Task requirements
Word for word, copy the line containing "A single point marks each instance of the apple flesh, shaped" and each line after it in the records below, ending with the last line.

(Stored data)

---*---

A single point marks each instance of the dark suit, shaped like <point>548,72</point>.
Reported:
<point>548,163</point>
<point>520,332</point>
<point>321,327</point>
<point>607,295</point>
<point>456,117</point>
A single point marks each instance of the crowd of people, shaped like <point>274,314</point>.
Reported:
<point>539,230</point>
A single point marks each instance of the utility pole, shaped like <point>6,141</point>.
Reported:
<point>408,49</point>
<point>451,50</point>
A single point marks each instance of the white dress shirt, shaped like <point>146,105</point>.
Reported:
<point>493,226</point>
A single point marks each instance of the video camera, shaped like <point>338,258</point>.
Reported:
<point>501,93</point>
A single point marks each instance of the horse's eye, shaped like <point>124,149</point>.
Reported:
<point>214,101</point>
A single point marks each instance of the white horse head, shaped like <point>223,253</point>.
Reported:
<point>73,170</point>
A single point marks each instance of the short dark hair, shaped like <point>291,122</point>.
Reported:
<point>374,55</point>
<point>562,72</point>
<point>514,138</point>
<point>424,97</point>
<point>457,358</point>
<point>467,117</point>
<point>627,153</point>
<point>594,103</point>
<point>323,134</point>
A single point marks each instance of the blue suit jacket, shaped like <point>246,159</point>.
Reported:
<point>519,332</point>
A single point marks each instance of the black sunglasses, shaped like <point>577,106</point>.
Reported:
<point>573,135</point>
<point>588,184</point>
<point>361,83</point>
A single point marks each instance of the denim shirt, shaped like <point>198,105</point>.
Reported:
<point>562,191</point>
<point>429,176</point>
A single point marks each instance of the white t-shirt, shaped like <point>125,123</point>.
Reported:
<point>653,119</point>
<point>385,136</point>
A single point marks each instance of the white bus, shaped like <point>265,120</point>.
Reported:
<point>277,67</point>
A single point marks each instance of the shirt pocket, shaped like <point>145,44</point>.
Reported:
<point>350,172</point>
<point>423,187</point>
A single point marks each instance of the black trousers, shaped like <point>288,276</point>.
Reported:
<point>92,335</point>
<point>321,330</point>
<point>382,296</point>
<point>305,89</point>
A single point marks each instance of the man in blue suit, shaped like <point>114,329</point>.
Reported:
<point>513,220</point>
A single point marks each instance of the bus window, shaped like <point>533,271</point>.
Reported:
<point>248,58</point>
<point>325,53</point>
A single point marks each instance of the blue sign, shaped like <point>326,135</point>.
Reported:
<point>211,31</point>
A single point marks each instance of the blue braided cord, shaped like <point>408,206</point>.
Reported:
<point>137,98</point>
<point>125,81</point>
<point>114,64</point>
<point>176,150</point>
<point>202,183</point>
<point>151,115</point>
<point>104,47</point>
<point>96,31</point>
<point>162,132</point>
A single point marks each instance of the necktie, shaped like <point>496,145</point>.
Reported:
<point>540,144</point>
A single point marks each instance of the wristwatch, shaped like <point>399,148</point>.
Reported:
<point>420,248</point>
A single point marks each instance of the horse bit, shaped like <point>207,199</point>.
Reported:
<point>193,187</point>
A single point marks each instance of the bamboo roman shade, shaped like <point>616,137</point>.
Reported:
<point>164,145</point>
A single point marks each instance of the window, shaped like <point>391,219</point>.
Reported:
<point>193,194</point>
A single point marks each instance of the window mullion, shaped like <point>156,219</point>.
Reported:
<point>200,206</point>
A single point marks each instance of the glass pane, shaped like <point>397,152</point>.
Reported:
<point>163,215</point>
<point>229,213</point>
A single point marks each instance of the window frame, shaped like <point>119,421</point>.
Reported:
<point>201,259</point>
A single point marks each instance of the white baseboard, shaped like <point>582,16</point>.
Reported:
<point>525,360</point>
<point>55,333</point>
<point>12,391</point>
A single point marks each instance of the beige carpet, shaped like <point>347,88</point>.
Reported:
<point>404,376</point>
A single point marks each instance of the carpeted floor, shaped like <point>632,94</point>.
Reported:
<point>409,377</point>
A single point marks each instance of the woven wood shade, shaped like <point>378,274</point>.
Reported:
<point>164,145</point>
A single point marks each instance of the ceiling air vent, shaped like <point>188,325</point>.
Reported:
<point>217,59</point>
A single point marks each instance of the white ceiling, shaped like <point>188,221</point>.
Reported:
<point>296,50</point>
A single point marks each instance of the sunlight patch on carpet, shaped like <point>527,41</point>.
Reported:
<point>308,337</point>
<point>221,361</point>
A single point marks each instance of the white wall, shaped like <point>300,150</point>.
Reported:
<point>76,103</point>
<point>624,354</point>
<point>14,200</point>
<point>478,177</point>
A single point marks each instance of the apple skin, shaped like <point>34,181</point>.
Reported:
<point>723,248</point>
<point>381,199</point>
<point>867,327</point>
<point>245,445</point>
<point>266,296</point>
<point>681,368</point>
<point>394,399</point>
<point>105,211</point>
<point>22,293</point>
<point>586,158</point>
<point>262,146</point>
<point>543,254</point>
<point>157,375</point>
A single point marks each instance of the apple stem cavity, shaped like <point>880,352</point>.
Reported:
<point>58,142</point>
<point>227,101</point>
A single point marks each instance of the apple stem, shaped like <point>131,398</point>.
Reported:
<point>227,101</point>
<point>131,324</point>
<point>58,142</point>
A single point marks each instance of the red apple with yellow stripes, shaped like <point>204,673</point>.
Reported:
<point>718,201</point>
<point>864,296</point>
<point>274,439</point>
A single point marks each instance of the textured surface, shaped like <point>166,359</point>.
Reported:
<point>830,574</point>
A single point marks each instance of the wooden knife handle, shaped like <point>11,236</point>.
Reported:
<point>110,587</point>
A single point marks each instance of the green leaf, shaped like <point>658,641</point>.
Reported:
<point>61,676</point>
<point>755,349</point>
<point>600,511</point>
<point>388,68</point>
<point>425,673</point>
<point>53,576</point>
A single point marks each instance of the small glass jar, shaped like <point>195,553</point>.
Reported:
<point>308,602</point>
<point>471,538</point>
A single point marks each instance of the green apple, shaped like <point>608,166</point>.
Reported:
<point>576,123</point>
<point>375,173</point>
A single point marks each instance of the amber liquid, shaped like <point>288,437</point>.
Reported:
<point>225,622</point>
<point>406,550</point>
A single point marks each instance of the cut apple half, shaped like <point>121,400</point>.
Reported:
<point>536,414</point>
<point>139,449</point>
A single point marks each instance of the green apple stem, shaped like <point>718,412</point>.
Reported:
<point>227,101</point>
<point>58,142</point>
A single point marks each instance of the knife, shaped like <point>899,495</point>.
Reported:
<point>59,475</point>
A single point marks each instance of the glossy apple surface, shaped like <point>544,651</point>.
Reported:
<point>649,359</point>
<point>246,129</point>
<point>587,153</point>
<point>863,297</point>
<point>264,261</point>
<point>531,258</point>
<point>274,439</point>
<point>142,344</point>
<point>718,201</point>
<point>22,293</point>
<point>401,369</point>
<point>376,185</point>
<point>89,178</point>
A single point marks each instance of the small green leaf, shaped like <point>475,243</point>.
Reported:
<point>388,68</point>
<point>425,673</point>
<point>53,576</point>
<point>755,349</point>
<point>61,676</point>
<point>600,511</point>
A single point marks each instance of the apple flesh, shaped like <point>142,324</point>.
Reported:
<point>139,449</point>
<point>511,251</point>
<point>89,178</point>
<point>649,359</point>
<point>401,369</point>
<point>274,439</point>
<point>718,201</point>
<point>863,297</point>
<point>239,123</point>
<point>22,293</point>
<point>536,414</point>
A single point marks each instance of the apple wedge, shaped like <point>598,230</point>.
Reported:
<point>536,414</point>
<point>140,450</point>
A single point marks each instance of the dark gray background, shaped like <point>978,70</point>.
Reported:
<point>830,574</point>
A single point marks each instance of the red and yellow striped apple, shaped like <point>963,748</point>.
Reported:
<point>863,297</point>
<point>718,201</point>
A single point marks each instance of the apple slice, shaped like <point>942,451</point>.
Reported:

---*---

Output
A single point marks each instance of the apple flesh, shaped like <point>142,324</point>.
Reported:
<point>139,449</point>
<point>511,251</point>
<point>89,178</point>
<point>649,359</point>
<point>401,369</point>
<point>274,439</point>
<point>718,201</point>
<point>863,297</point>
<point>239,123</point>
<point>22,293</point>
<point>536,414</point>
A single point marks each instance of the apple wedge, shaped like <point>598,230</point>.
Reported:
<point>536,414</point>
<point>140,450</point>
A single point marks each instance of the dark gray background, shaped like <point>978,70</point>.
Reported:
<point>830,574</point>
A single point marks each instance of the red and yellow striped apple, shaped like <point>963,748</point>.
Reported:
<point>863,297</point>
<point>718,201</point>
A single point marks each instance of the apple slice, shaped like <point>942,451</point>.
Reported:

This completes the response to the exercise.